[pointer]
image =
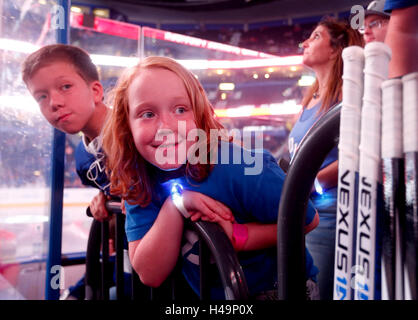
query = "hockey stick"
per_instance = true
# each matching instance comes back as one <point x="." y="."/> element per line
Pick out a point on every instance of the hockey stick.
<point x="353" y="58"/>
<point x="393" y="189"/>
<point x="367" y="275"/>
<point x="410" y="140"/>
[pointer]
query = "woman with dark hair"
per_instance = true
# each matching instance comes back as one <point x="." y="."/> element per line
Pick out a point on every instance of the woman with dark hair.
<point x="322" y="53"/>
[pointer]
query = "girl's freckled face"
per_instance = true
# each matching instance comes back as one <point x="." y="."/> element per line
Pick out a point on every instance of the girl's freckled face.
<point x="158" y="102"/>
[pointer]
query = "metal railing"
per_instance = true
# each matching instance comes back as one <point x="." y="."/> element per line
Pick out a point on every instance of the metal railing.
<point x="214" y="242"/>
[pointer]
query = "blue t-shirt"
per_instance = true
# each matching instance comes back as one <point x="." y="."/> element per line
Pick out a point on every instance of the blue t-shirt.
<point x="327" y="201"/>
<point x="90" y="167"/>
<point x="251" y="198"/>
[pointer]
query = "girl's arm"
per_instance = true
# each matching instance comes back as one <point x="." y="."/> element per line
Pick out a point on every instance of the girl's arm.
<point x="155" y="255"/>
<point x="260" y="235"/>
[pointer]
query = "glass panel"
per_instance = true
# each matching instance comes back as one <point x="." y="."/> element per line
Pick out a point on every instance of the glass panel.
<point x="251" y="91"/>
<point x="25" y="154"/>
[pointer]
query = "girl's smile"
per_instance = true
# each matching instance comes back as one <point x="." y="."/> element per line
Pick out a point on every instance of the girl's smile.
<point x="160" y="116"/>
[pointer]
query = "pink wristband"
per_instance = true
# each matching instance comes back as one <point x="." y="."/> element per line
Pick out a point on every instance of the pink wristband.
<point x="239" y="235"/>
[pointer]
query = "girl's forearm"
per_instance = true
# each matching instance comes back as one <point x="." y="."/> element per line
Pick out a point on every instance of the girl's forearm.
<point x="260" y="236"/>
<point x="155" y="255"/>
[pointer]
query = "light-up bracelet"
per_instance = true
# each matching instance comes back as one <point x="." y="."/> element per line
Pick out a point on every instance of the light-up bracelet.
<point x="177" y="197"/>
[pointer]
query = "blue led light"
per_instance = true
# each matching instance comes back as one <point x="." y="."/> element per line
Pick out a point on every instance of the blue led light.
<point x="318" y="187"/>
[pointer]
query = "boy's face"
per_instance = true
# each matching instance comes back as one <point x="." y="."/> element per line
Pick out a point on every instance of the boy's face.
<point x="64" y="97"/>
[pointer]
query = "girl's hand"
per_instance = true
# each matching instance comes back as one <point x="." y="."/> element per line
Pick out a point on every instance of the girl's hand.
<point x="200" y="205"/>
<point x="98" y="208"/>
<point x="226" y="225"/>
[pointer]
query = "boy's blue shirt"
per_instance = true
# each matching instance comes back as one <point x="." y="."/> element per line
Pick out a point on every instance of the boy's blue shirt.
<point x="251" y="198"/>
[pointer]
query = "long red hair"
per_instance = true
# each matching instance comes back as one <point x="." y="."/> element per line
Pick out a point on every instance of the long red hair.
<point x="126" y="168"/>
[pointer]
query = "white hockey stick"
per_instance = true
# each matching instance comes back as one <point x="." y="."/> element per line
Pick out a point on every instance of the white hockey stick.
<point x="377" y="56"/>
<point x="348" y="156"/>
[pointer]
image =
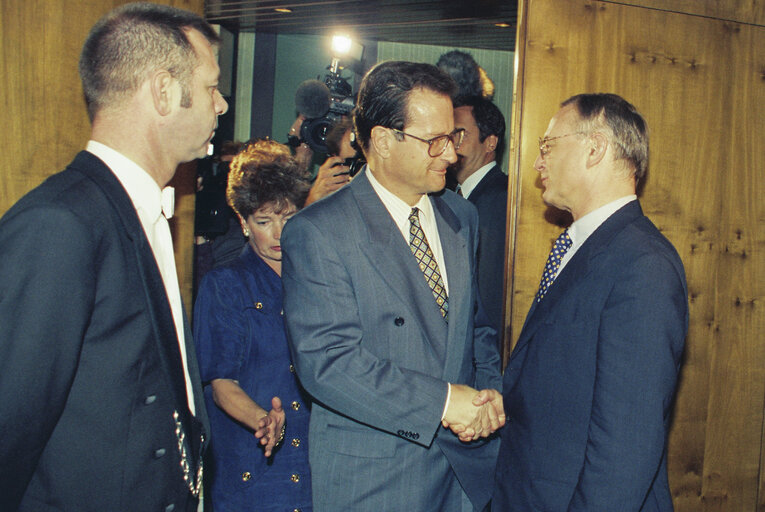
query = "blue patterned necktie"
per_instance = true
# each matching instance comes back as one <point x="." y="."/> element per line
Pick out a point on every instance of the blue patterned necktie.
<point x="421" y="250"/>
<point x="560" y="247"/>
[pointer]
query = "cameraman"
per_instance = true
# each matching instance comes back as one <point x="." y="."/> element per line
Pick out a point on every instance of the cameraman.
<point x="334" y="173"/>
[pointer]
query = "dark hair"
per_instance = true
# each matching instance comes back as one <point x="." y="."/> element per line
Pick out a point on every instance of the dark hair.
<point x="384" y="95"/>
<point x="334" y="139"/>
<point x="130" y="42"/>
<point x="488" y="118"/>
<point x="628" y="128"/>
<point x="265" y="173"/>
<point x="463" y="68"/>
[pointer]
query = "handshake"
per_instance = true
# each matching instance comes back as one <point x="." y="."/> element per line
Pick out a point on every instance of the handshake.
<point x="472" y="414"/>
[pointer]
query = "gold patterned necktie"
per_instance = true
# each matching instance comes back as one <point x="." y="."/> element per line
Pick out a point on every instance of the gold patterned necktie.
<point x="560" y="247"/>
<point x="421" y="250"/>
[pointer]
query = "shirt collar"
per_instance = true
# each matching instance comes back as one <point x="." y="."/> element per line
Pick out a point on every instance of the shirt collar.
<point x="474" y="179"/>
<point x="585" y="226"/>
<point x="398" y="208"/>
<point x="148" y="199"/>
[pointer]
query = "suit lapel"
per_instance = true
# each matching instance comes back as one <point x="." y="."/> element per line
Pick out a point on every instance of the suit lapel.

────

WHAT YOU WILL DO> From the entries above, pull out every line that contains the word "white" and copy each one as it appears.

EXERCISE RESULT>
query = "white hockey stick"
Pick out a point on every instance of the white hockey stick.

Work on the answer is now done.